Short problem A: Do these statements agree with the differential equations thread below? (i) The first question's homogeneous equation was solved as an Euler equation. (ii) The guess for yp in the second question included a constant term. (iii) A reply calls the specific solution to the first question incorrect. Answer yes or no for each, and quote the deciding words of the thread.
Short problem B: Reproduce everything in the differential equations thread below from "then i proceeded" down to "cos(5t)+Be^ 4t sin(5t)".

Reading passage:
####################

# Thread: Two Webwork Questions (Second order)

1. ## Two Webwork Questions (Second order)

I've been attempting these two questions a few times and I countinue to get them wrong.

1) Find y as a function of x if
$\displaystyle x^2(y'') -15xy' + 64y = x^3$ y(1)=6, y'(1)=-5
So I solved the Homogenous equation as a Euler equation. My homogeneous solution is yh= C1x^(8)+C2ln(x)x^(8)
then i proceeded with undetermined coefficients and ended up with 151/25x^8-1336/25ln((x))x^8+x^(3)/25
Whats wrong with the method?

2) Use the method of undetermined coefficients or the method of differential operators to find one solution of
y'' -8y' + 43y = 32e^4t(cos(5t))+64e^4t(sin(5t))+ 7e^0t
(It doesn't matter which specific solution you find for this problem.)
My guess for yp was Ae^4t cos(5t)+Be^ 4t sin(5t)
And I used the undetermined coefficent method to find A=16 and B=32.

Thanks.

2. As to (1), what did you get as your specific solution to the non-homogeneous equation (to which you added the general homogeneous solution)?

--Kevin C.

3. for (1) my specific solution was y=x^(3)/25

4. anyone have any idea whats wrong ?

5. Your specific solution seems to be correct, as does your general homgeneous solution. Thus, you have general solution $\displaystyle y(x)=(C_1+C_2\ln{x})x^8+\frac{x^3}{25}$.
Setting y(1)=6, we get
$\displaystyle 6=(C_1+C_2\ln(1))1^8+\frac{1^3}{25}$
$\displaystyle 6=(C_1+C_2\cdot0)+\frac{1}{25}$
$\displaystyle 6=C_1+\frac{1}{25}$
$\displaystyle C_1=6-\frac{1}{25}=\frac{149}{25}$
you have $\displaystyle C_1=\frac{151}{25}=6+\frac{1}{25}$, which by the above, you can see is incorrect.
With $\displaystyle C_1=\frac{149}{25}$, set y'(1)=-5, and solve for the correct $\displaystyle C_2$.

--Kevin C.

6. As to (2),note that $\displaystyle 7e^{0t}=7e^{0}=7$, so that your differential equation is
$\displaystyle y''-8y'+43y=32e^{4t}\cos{5t}+64e^{4t}\sin{5t}+7e^{0t}$
which is
$\displaystyle y''-8y'+43y=32e^{4t}\cos{5t}+64e^{4t}\sin{5t}+7$
what you gave as a solution is in fact a solution to
$\displaystyle y''-8y'+43y=32e^{4t}\cos{5t}+64e^{4t}\sin{5t}$,
not the above equation.
[Hint: consider what happens when you add a constant to the solution you have].

--Kevin C.

####################

Data:

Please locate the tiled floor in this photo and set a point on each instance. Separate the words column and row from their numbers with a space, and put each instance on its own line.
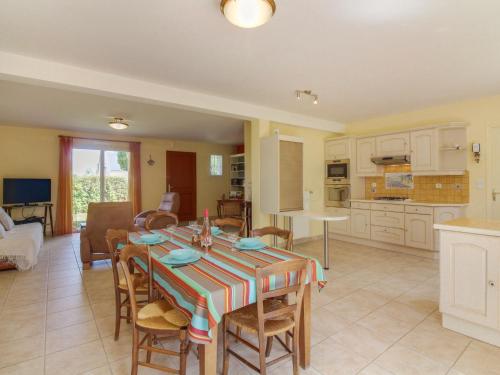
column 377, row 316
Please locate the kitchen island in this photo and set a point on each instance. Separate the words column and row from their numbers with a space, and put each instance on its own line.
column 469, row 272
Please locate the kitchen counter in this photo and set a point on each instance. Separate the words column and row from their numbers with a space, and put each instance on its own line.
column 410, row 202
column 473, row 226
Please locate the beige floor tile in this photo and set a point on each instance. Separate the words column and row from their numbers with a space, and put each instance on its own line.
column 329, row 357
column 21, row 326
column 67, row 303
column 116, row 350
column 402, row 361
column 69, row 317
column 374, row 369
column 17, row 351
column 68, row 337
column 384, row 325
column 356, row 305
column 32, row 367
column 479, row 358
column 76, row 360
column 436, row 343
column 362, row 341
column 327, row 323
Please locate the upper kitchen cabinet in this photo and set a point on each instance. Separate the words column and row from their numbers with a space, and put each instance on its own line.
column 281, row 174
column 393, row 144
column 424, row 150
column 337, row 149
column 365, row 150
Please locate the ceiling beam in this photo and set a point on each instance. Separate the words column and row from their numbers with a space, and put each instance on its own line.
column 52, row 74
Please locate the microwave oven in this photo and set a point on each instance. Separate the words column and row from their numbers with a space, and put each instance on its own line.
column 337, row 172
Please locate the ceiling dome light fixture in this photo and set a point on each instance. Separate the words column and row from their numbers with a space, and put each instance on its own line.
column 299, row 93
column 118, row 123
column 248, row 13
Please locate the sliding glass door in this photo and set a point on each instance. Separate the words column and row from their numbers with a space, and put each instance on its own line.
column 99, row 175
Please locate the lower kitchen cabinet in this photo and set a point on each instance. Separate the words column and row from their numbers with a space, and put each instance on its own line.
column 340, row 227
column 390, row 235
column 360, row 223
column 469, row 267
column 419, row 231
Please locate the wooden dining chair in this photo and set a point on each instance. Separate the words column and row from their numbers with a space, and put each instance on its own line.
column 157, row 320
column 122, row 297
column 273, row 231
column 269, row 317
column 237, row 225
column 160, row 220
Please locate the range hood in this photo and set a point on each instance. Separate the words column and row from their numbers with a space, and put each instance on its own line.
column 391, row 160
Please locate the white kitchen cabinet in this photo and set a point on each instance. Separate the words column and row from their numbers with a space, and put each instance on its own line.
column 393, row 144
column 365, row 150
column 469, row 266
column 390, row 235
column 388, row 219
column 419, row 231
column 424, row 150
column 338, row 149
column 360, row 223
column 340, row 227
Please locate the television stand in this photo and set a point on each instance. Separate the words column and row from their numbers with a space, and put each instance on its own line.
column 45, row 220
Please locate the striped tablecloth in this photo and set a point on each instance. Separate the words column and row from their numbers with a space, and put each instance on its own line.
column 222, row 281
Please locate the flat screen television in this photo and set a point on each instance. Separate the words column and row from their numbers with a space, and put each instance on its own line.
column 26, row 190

####################

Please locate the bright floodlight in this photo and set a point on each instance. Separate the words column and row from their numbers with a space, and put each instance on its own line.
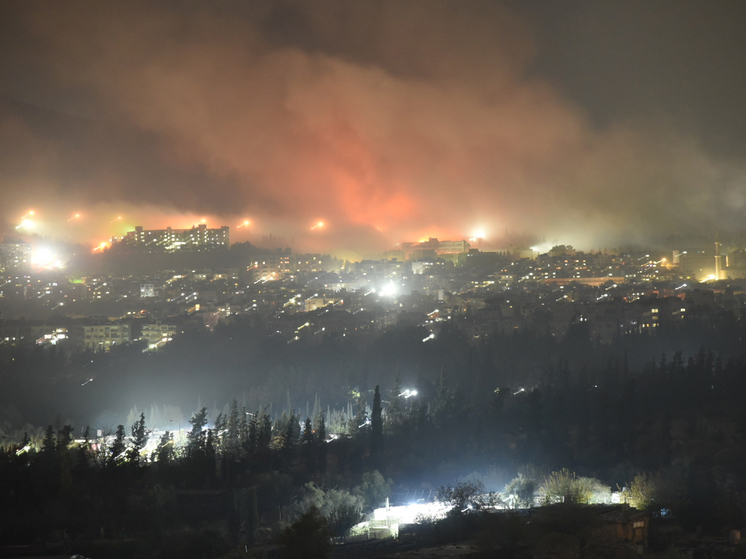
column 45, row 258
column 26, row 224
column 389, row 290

####################

Full solution A:
(i) Yes: "So I solved the Homogenous equation as a Euler equation."
(ii) No: "My guess for yp was Ae^4t cos(5t)+Be^ 4t sin(5t)"
(iii) No: "Your specific solution seems to be correct"

Full solution B:
then i proceeded with undetermined coefficients and ended up with 151/25x^8-1336/25ln((x))x^8+x^(3)/25
Whats wrong with the method?

2) Use the method of undetermined coefficients or the method of differential operators to find one solution of
y'' -8y' + 43y = 32e^4t(cos(5t))+64e^4t(sin(5t))+ 7e^0t
(It doesn't matter which specific solution you find for this problem.)
My guess for yp was Ae^4t cos(5t)+Be^ 4t sin(5t)